» **Given instruction**
Please identify each line below containing the word "orange" and copy those lines. Case counts, so capitalization must match.

(Some records)
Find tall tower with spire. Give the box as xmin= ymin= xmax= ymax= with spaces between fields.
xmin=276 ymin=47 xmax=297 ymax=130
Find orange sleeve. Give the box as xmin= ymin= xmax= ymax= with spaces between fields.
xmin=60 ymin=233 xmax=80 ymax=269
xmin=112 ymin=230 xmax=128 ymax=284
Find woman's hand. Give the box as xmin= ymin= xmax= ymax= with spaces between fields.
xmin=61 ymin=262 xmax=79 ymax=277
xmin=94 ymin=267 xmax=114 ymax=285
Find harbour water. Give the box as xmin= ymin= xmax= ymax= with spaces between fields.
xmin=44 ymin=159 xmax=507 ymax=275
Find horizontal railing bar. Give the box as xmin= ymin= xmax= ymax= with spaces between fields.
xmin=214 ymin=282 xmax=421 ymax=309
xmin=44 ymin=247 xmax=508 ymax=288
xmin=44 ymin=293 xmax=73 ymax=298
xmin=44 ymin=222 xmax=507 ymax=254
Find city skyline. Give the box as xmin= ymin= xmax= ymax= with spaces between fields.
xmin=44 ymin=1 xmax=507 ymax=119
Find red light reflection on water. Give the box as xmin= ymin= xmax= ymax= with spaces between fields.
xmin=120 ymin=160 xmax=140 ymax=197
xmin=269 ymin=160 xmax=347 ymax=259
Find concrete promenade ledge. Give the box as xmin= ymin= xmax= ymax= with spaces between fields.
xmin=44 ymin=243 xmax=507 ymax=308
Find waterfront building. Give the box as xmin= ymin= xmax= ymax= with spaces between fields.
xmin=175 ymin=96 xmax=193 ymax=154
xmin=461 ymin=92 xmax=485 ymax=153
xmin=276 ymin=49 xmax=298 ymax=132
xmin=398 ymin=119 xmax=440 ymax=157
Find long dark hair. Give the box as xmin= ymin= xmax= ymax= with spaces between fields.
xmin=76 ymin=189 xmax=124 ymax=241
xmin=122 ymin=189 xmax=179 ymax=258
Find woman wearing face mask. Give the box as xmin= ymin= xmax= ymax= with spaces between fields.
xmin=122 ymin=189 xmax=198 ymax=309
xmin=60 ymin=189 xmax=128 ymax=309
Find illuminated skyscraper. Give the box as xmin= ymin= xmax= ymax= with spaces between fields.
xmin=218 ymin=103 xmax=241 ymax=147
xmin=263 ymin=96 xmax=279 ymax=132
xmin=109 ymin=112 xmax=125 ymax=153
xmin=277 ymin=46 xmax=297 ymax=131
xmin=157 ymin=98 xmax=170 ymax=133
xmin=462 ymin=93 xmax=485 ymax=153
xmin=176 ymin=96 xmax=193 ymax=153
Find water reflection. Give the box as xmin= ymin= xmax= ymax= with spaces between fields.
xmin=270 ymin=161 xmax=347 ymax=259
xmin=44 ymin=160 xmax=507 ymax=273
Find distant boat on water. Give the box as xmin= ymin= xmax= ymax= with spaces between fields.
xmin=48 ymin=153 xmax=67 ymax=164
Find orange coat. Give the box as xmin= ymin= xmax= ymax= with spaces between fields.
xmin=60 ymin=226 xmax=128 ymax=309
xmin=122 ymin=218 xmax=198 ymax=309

» **Exercise answer**
Find orange sleeve. Give the box as xmin= ymin= xmax= ymax= with spaces between fields.
Find orange coat. Give the box as xmin= ymin= xmax= ymax= with spaces between fields.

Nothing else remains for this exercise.